Given instruction. Rewrite the records below as a Markdown table with the columns "Row" and "Line," numbering each line in order and leaving out any blank lines.

___ Supplied data

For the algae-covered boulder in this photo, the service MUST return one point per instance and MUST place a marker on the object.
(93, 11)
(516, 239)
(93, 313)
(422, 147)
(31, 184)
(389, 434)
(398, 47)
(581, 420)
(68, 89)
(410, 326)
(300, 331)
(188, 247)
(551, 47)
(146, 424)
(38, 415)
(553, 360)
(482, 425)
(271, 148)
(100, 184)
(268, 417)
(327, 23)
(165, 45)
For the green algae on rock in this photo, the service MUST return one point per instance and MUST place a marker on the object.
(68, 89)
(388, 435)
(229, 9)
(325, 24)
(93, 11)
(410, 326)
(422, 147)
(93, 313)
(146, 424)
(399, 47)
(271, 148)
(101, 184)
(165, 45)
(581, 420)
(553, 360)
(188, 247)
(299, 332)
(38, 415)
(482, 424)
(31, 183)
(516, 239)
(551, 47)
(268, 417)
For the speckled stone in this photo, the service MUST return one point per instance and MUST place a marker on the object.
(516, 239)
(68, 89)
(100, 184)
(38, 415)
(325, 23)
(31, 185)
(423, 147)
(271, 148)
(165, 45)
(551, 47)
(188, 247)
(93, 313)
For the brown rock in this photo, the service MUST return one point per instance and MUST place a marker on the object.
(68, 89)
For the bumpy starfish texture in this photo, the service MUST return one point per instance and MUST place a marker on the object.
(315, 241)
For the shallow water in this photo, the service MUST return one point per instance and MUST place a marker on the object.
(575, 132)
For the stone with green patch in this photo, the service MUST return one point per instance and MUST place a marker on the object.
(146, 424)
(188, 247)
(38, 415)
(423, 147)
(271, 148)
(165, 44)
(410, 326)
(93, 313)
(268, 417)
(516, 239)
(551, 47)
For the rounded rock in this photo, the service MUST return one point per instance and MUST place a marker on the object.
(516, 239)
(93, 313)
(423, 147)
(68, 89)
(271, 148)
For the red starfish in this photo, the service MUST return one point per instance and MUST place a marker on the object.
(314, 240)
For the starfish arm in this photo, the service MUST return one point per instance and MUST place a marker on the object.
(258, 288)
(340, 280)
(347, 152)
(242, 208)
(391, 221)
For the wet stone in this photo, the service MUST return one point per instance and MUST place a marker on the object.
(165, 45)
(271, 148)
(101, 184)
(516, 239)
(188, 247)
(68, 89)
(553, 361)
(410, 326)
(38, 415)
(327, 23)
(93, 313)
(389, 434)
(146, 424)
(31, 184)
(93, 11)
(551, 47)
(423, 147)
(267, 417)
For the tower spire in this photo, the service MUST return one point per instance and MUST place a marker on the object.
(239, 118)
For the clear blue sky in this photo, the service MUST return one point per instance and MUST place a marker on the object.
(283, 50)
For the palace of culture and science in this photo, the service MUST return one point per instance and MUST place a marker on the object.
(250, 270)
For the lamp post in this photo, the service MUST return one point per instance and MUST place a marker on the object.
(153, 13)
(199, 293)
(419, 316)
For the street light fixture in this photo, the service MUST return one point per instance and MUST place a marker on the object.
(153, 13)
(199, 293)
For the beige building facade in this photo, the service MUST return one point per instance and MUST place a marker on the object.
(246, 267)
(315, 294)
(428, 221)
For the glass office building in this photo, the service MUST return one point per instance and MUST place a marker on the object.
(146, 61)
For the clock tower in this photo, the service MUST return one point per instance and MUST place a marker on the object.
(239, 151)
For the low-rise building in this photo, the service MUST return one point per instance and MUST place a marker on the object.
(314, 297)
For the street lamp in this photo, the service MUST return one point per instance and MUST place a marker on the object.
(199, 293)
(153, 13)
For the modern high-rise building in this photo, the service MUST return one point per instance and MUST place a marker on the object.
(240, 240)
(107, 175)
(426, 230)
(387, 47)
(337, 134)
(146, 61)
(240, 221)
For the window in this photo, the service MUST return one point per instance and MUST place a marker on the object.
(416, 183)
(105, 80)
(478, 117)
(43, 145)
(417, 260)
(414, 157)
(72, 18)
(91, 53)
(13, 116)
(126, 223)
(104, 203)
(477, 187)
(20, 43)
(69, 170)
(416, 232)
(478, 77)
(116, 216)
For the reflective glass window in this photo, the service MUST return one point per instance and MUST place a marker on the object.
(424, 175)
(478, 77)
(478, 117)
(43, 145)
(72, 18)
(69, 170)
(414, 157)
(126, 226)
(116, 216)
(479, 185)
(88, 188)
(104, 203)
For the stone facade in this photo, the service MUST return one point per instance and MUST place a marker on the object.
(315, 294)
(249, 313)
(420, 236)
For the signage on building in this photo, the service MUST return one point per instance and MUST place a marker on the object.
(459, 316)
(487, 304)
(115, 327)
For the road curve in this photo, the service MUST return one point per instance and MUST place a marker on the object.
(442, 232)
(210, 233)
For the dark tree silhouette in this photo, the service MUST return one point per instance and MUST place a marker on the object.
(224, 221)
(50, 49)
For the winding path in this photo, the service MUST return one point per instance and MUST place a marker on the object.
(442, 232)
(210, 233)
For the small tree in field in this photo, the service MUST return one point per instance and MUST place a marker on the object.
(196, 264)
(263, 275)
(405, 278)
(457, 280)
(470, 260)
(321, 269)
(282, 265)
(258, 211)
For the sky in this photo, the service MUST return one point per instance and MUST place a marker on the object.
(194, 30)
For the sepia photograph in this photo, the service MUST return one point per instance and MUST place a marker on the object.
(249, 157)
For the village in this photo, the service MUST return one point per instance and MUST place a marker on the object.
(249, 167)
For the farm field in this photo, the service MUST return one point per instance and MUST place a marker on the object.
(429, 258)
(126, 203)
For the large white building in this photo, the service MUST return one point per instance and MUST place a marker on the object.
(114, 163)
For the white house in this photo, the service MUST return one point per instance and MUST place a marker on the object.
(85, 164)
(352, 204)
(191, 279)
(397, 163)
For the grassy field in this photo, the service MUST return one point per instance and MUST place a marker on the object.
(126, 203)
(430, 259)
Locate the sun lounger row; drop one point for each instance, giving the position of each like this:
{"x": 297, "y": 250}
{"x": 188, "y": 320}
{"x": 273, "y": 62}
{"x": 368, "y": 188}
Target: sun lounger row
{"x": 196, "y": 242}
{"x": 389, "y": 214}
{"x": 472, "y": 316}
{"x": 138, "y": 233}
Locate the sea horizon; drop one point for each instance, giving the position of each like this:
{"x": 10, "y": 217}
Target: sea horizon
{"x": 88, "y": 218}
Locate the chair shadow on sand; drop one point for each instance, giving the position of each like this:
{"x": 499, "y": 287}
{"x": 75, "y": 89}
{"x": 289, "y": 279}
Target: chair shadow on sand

______

Response to the task.
| Row | Line |
|---|---|
| 1 | For the algae-covered boulder in this photo, the service MUST return one point per instance and MUST place a marker on the object. |
| 2 | (93, 11) |
| 3 | (516, 239) |
| 4 | (93, 313) |
| 5 | (422, 147) |
| 6 | (31, 184) |
| 7 | (389, 434) |
| 8 | (398, 47) |
| 9 | (581, 420) |
| 10 | (68, 89) |
| 11 | (410, 326) |
| 12 | (300, 331) |
| 13 | (188, 247) |
| 14 | (551, 47) |
| 15 | (146, 424) |
| 16 | (38, 415) |
| 17 | (553, 360) |
| 18 | (482, 425) |
| 19 | (271, 148) |
| 20 | (100, 184) |
| 21 | (268, 417) |
| 22 | (327, 23) |
| 23 | (165, 45) |
| 24 | For the green algae on rock in this photo, the service MUST return one point per instance and MUST place a marker on the object. |
| 25 | (68, 89) |
| 26 | (388, 435) |
| 27 | (229, 9) |
| 28 | (325, 24) |
| 29 | (93, 11) |
| 30 | (410, 326) |
| 31 | (422, 147) |
| 32 | (93, 313) |
| 33 | (146, 424) |
| 34 | (399, 47) |
| 35 | (271, 148) |
| 36 | (101, 184) |
| 37 | (165, 45) |
| 38 | (581, 420) |
| 39 | (553, 360) |
| 40 | (188, 247) |
| 41 | (299, 332) |
| 42 | (38, 415) |
| 43 | (482, 424) |
| 44 | (31, 183) |
| 45 | (516, 239) |
| 46 | (551, 47) |
| 47 | (268, 417) |
| 48 | For the speckled stone in this photo, the service MUST return one point per instance and MUST place a marker on the object. |
| 49 | (516, 239) |
| 50 | (68, 89) |
| 51 | (100, 184) |
| 52 | (38, 415) |
| 53 | (325, 23) |
| 54 | (31, 185) |
| 55 | (423, 147) |
| 56 | (271, 148) |
| 57 | (165, 45) |
| 58 | (551, 47) |
| 59 | (188, 247) |
| 60 | (93, 313) |
| 61 | For the brown rock in this photo, the service MUST return one point per instance and MUST place a marker on the object. |
| 62 | (68, 89) |
| 63 | For the bumpy starfish texture in this photo, the service MUST return one point per instance and MUST place a marker on the object. |
| 64 | (315, 241) |
| 65 | For the shallow water in this photo, the service MUST return one point per instance and MUST place a marker on the object. |
| 66 | (575, 132) |
| 67 | For the stone with green patch in this photo, the service MUST return one point per instance and MUST place a marker on the object. |
| 68 | (146, 424) |
| 69 | (188, 247) |
| 70 | (38, 415) |
| 71 | (423, 147) |
| 72 | (271, 148) |
| 73 | (165, 44) |
| 74 | (410, 326) |
| 75 | (93, 313) |
| 76 | (268, 417) |
| 77 | (516, 239) |
| 78 | (551, 47) |
| 79 | For the rounded rock in this photo, the service MUST return one point per instance and MUST place a marker on the object. |
| 80 | (516, 239) |
| 81 | (93, 313) |
| 82 | (423, 147) |
| 83 | (68, 89) |
| 84 | (271, 148) |
| 85 | For the red starfish in this photo, the service MUST return one point per instance and MUST place a marker on the object. |
| 86 | (314, 240) |
| 87 | For the starfish arm in this photo, the service MUST return one point per instance and MUST place a marker on the object. |
| 88 | (258, 288) |
| 89 | (340, 280) |
| 90 | (347, 152) |
| 91 | (242, 208) |
| 92 | (391, 221) |
| 93 | For the wet stone in this photo, the service MUST return one point per instance and MUST place a marker on the object. |
| 94 | (165, 45) |
| 95 | (271, 148) |
| 96 | (101, 184) |
| 97 | (516, 239) |
| 98 | (188, 247) |
| 99 | (68, 89) |
| 100 | (553, 361) |
| 101 | (410, 326) |
| 102 | (38, 415) |
| 103 | (327, 23) |
| 104 | (93, 313) |
| 105 | (389, 434) |
| 106 | (146, 424) |
| 107 | (31, 184) |
| 108 | (93, 11) |
| 109 | (551, 47) |
| 110 | (423, 147) |
| 111 | (267, 417) |
| 112 | For the tower spire in this photo, the service MUST return one point per instance and MUST place a marker on the object. |
| 113 | (239, 118) |
| 114 | For the clear blue sky in this photo, the service MUST return one point per instance and MUST place a marker on the object. |
| 115 | (283, 50) |
| 116 | For the palace of culture and science in this photo, the service MUST return one point per instance and MUST place a marker on the object. |
| 117 | (250, 270) |
| 118 | For the lamp post in this photo, the service MUST return one point per instance and MUST place a marker on the object. |
| 119 | (153, 13) |
| 120 | (199, 293) |
| 121 | (419, 316) |
| 122 | For the street light fixture in this photo, the service MUST return one point per instance and MUST place a marker on the object. |
| 123 | (153, 13) |
| 124 | (199, 293) |
| 125 | For the beige building facade in this photo, the service MUST return one point per instance and MUST place a marker on the object. |
| 126 | (246, 267) |
| 127 | (315, 294) |
| 128 | (428, 221) |
| 129 | For the glass office building in this photo, the service MUST return one point per instance and MUST place a marker on the object. |
| 130 | (146, 61) |
| 131 | For the clock tower in this photo, the service MUST return one point per instance and MUST place a marker on the object. |
| 132 | (239, 151) |
| 133 | For the low-rise building in this photo, the service MUST return one point per instance and MUST place a marker on the object. |
| 134 | (314, 297) |
| 135 | For the street lamp in this photo, the service MUST return one point per instance and MUST place a marker on the object. |
| 136 | (199, 293) |
| 137 | (153, 13) |
| 138 | For the modern high-rise building in this photo, the service MUST return one point per instance and MUST place a marker on the object. |
| 139 | (240, 240) |
| 140 | (107, 175) |
| 141 | (426, 230) |
| 142 | (387, 47) |
| 143 | (337, 134) |
| 144 | (146, 61) |
| 145 | (240, 221) |
| 146 | For the window in this photo, the service MUST return one point per instance and MUST place a marker on the object. |
| 147 | (416, 183) |
| 148 | (105, 80) |
| 149 | (478, 117) |
| 150 | (43, 145) |
| 151 | (417, 260) |
| 152 | (414, 157) |
| 153 | (72, 18) |
| 154 | (91, 53) |
| 155 | (13, 116) |
| 156 | (126, 223) |
| 157 | (104, 203) |
| 158 | (477, 187) |
| 159 | (20, 43) |
| 160 | (69, 170) |
| 161 | (416, 232) |
| 162 | (478, 77) |
| 163 | (116, 216) |
| 164 | For the reflective glass window in this photo, the service MUST return one point per instance and MUST place a marker on the object. |
| 165 | (424, 175) |
| 166 | (478, 77) |
| 167 | (478, 117) |
| 168 | (43, 145) |
| 169 | (72, 18) |
| 170 | (69, 170) |
| 171 | (414, 157) |
| 172 | (126, 226) |
| 173 | (116, 216) |
| 174 | (479, 185) |
| 175 | (88, 188) |
| 176 | (104, 203) |
| 177 | For the stone facade in this photo, the service MUST return one point per instance and MUST place a marker on the object. |
| 178 | (315, 294) |
| 179 | (249, 313) |
| 180 | (420, 236) |
| 181 | For the signage on building in this photo, the service MUST return one point per instance and MUST place a marker on the object. |
| 182 | (459, 316) |
| 183 | (487, 304) |
| 184 | (115, 327) |
| 185 | For the road curve in this photo, the service MUST return one point per instance and MUST place a marker on the object. |
| 186 | (442, 232) |
| 187 | (210, 233) |
| 188 | For the dark tree silhouette in this photo, the service MUST return one point per instance and MUST place a marker on the object. |
| 189 | (224, 221) |
| 190 | (50, 49) |
| 191 | For the winding path in this photo, the service MUST return one point per instance and MUST place a marker on the object. |
| 192 | (442, 232) |
| 193 | (210, 233) |
| 194 | For the small tree in field in this photo, the service MUST return one point per instance and MUST place a marker on the object. |
| 195 | (196, 264) |
| 196 | (263, 275) |
| 197 | (405, 278) |
| 198 | (457, 280) |
| 199 | (470, 260) |
| 200 | (321, 269) |
| 201 | (282, 265) |
| 202 | (258, 211) |
| 203 | For the sky in this photo, the service MUST return one point per instance and MUST place a marker on the object. |
| 204 | (194, 30) |
| 205 | For the sepia photograph in this photo, the service MUST return one point per instance and MUST place a marker on the object. |
| 206 | (249, 157) |
| 207 | For the village in this photo, the service MUST return one point per instance and MUST place a marker on the object. |
| 208 | (249, 167) |
| 209 | For the farm field in this photo, the service MUST return one point per instance and MUST place a marker on the object. |
| 210 | (429, 258) |
| 211 | (126, 203) |
| 212 | For the large white building in this photo, the service MUST return one point per instance and MUST place a marker on the object. |
| 213 | (114, 163) |
| 214 | For the white house in this photo, the service MUST return one point per instance and MUST place a marker on the object. |
| 215 | (85, 164) |
| 216 | (352, 204) |
| 217 | (191, 279) |
| 218 | (397, 163) |
| 219 | For the grassy field in this photo, the service MUST return one point per instance and MUST place a marker on the object. |
| 220 | (126, 203) |
| 221 | (430, 259) |
| 222 | Locate the sun lounger row; drop one point for each instance, giving the position of each like this: |
| 223 | {"x": 297, "y": 250} |
| 224 | {"x": 188, "y": 320} |
| 225 | {"x": 273, "y": 62} |
| 226 | {"x": 368, "y": 188} |
| 227 | Target: sun lounger row |
| 228 | {"x": 196, "y": 242} |
| 229 | {"x": 389, "y": 214} |
| 230 | {"x": 472, "y": 316} |
| 231 | {"x": 138, "y": 233} |
| 232 | Locate the sea horizon; drop one point for each instance, giving the position of each like this: |
| 233 | {"x": 10, "y": 217} |
| 234 | Target: sea horizon |
| 235 | {"x": 88, "y": 218} |
| 236 | Locate the chair shadow on sand; drop one point for each instance, giving the position of each like this: |
| 237 | {"x": 499, "y": 287} |
| 238 | {"x": 75, "y": 89} |
| 239 | {"x": 289, "y": 279} |
| 240 | Target: chair shadow on sand |